--- Start Provided data ---
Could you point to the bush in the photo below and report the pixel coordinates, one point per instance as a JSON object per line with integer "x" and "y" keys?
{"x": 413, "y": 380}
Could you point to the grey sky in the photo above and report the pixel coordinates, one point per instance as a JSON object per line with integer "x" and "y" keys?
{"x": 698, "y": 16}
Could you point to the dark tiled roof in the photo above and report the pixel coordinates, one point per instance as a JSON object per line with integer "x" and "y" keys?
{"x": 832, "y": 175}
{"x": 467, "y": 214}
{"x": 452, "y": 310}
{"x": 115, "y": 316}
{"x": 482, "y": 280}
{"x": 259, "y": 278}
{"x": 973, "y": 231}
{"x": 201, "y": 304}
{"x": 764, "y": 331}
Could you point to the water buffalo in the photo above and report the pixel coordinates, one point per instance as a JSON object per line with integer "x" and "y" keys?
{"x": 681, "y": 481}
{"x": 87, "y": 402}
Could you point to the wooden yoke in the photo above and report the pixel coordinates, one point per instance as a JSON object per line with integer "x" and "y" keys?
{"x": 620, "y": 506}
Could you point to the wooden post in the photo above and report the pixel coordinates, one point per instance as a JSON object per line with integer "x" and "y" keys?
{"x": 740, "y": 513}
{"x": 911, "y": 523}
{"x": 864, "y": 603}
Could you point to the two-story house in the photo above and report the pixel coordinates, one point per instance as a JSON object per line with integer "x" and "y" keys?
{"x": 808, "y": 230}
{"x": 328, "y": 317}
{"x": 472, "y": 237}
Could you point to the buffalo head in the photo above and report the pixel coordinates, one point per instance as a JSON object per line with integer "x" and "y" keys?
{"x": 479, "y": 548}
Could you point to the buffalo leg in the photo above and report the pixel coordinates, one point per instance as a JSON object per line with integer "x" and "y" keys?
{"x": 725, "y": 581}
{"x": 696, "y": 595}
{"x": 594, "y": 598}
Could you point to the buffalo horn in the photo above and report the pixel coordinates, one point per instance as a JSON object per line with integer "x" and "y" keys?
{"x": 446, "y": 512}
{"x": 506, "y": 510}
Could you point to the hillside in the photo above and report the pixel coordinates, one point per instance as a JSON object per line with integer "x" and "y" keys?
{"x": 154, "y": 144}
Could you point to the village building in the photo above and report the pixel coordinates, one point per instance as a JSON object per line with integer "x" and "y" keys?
--- End Provided data ---
(Written instruction): Render every line of the entries above as a JSON array of strings, one string per line, skipping blank lines.

(Output of the exercise):
[
  "Could you point to the bush in the photo below and report the pixel coordinates, one point per instance as a JSON object per line with integer \"x\" and \"y\" keys?",
  "{\"x\": 413, \"y\": 380}",
  "Could you point to the grey sky in the photo above and report the pixel coordinates, one point per instance as a JSON object per line with integer \"x\" and \"y\" keys?",
  "{\"x\": 698, \"y\": 16}",
  "Could you point to the dark tiled roof in the photo above and report the pixel coordinates, one point per instance as a JSON object per line with integer \"x\" and \"y\" keys?",
  "{\"x\": 832, \"y\": 175}",
  "{\"x\": 467, \"y\": 214}",
  "{\"x\": 452, \"y\": 310}",
  "{\"x\": 115, \"y\": 316}",
  "{\"x\": 482, \"y\": 280}",
  "{\"x\": 259, \"y\": 278}",
  "{\"x\": 973, \"y\": 231}",
  "{\"x\": 201, \"y\": 304}",
  "{\"x\": 764, \"y\": 331}",
  "Could you point to the water buffalo in the photo above and report the pixel coordinates, one point per instance as a JSON object per line with integer \"x\" and \"y\" keys?",
  "{\"x\": 681, \"y\": 481}",
  "{\"x\": 87, \"y\": 402}",
  "Could you point to the wooden yoke in the photo above and report the pixel coordinates, one point per instance as a JSON object per line with integer \"x\" and \"y\" keys?",
  "{\"x\": 620, \"y\": 506}",
  "Could you point to the wooden post in the photo above and report the pixel coordinates, one point per instance as a JSON object per line with integer \"x\" and \"y\" keys?",
  "{\"x\": 740, \"y\": 513}",
  "{\"x\": 911, \"y\": 523}",
  "{\"x\": 864, \"y\": 603}",
  "Could you point to the two-story house in the photo above and report the pixel coordinates, one point per instance as a JSON object per line with integer \"x\" and \"y\" keys?",
  "{\"x\": 808, \"y\": 230}",
  "{\"x\": 328, \"y\": 317}",
  "{\"x\": 472, \"y\": 237}",
  "Could you point to the buffalo head in the photo above and report the pixel coordinates, one point per instance as a JSON object per line with integer \"x\" and \"y\" keys?",
  "{\"x\": 479, \"y\": 548}",
  "Could you point to the buffalo leg in the photo above and report the pixel coordinates, one point per instance as a JSON object per line with integer \"x\" and \"y\" keys?",
  "{\"x\": 725, \"y\": 581}",
  "{\"x\": 696, \"y\": 595}",
  "{\"x\": 594, \"y\": 598}",
  "Could you point to the buffalo horn in the photo above and report the pixel coordinates, one point per instance as a JSON object per line with integer \"x\" and \"y\" keys?",
  "{\"x\": 446, \"y\": 512}",
  "{\"x\": 506, \"y\": 510}",
  "Could you point to the hillside in the photo above and report the pixel coordinates, one point per instance as a JSON object per line with integer \"x\" and \"y\" keys?",
  "{\"x\": 154, \"y\": 144}",
  "Could you point to the village building in the photo above and report the pixel coordinates, one point per instance as a JSON object per line with integer \"x\" and \"y\" keys?"
]